When getting in touch with a few people I know are doing continuous deployment, there are a number of things I've heard people say about formats and what exactly to deploy. Here's what they used:
  1. Distribution packages (debs, rpms...)
  2. Language's native packages (eggs, gems, ...)
  3. The development environment
  4. The test environment
(Although it appears that this list confounds two things (formats and content); that's not entirely true. These packages are generated using standard practice packaging rules with standard content, almost as if they were part of a distribution/PyPI/Rubyforge...)

Some people have reported success deploying native packages. It definitely has it's advantages in terms of accounting, plus you get to use all of the tools already available for managing package installation on large networks. (As a practical example: PPAs and apt repositories in general, together with Landscape or other tools for managing updates for Ubuntu servers.) Hence, the choice for native packages is understandable: in big existing companies, using existing infrastructure is a big plus.

Exercise tasks ->
1. Answer these questions about the continuous deployment passage:
(a) What is the third item in the list of things people deployed?
(b) According to the parenthetical note after the list, how are these packages generated?
(c) What practical example does the passage give for managing package installation on large networks?
2. Transcribe the continuous deployment passage from "2. Language's native" to "a big plus.".
Work only from the continuous deployment passage.

Collected material ->
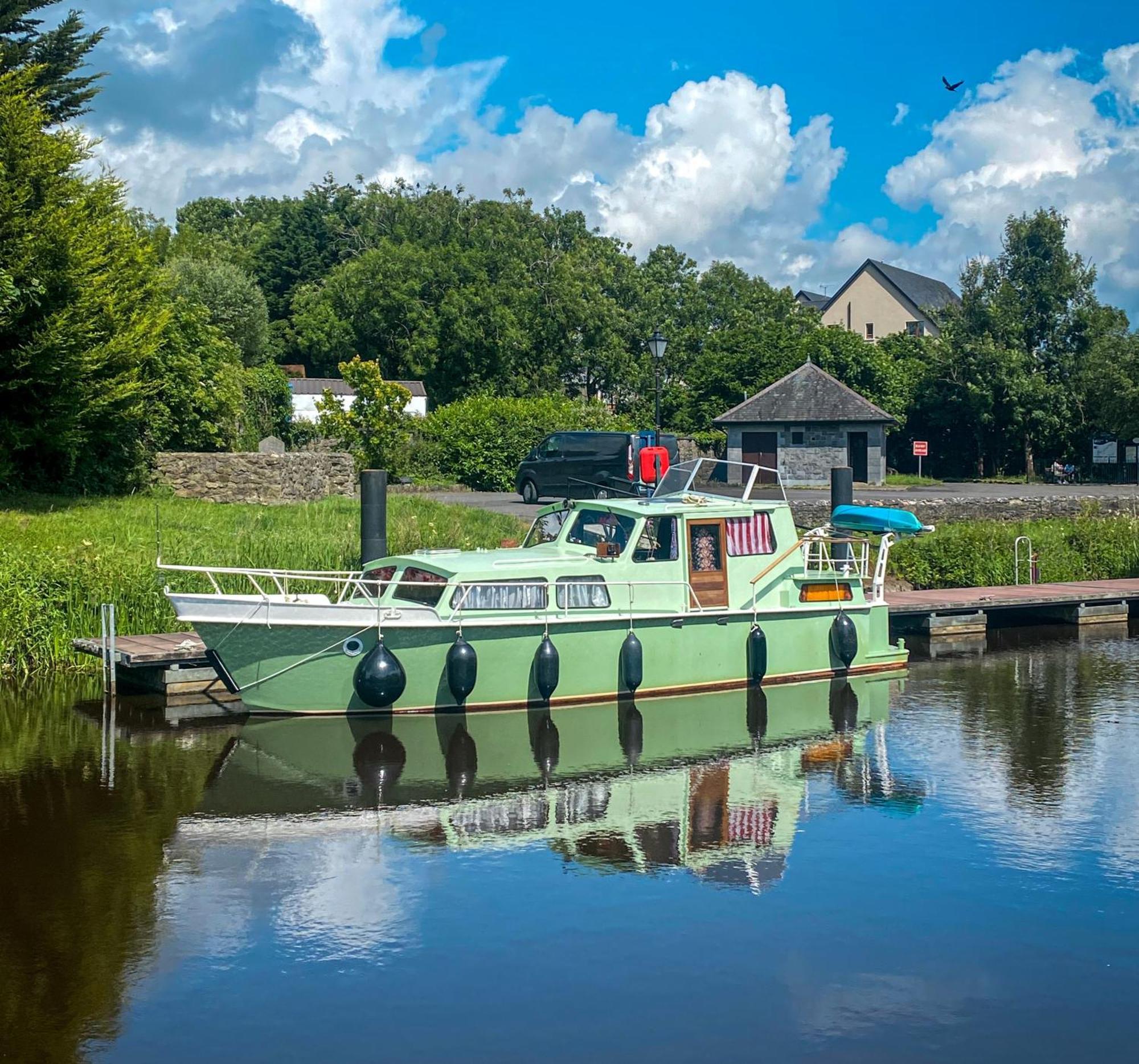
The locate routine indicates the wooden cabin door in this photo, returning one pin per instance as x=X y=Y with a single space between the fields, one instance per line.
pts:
x=708 y=563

Per-task outputs ->
1.
(a) The development environment.
(b) Using standard practice packaging rules with standard content.
(c) PPAs and apt repositories in general, together with Landscape or other tools for managing updates for Ubuntu servers.

2.
2. Language's native packages (eggs, gems, ...)
  3. The development environment
  4. The test environment
(Although it appears that this list confounds two things (formats and content); that's not entirely true. These packages are generated using standard practice packaging rules with standard content, almost as if they were part of a distribution/PyPI/Rubyforge...)

Some people have reported success deploying native packages. It definitely has it's advantages in terms of accounting, plus you get to use all of the tools already available for managing package installation on large networks. (As a practical example: PPAs and apt repositories in general, together with Landscape or other tools for managing updates for Ubuntu servers.) Hence, the choice for native packages is understandable: in big existing companies, using existing infrastructure is a big plus.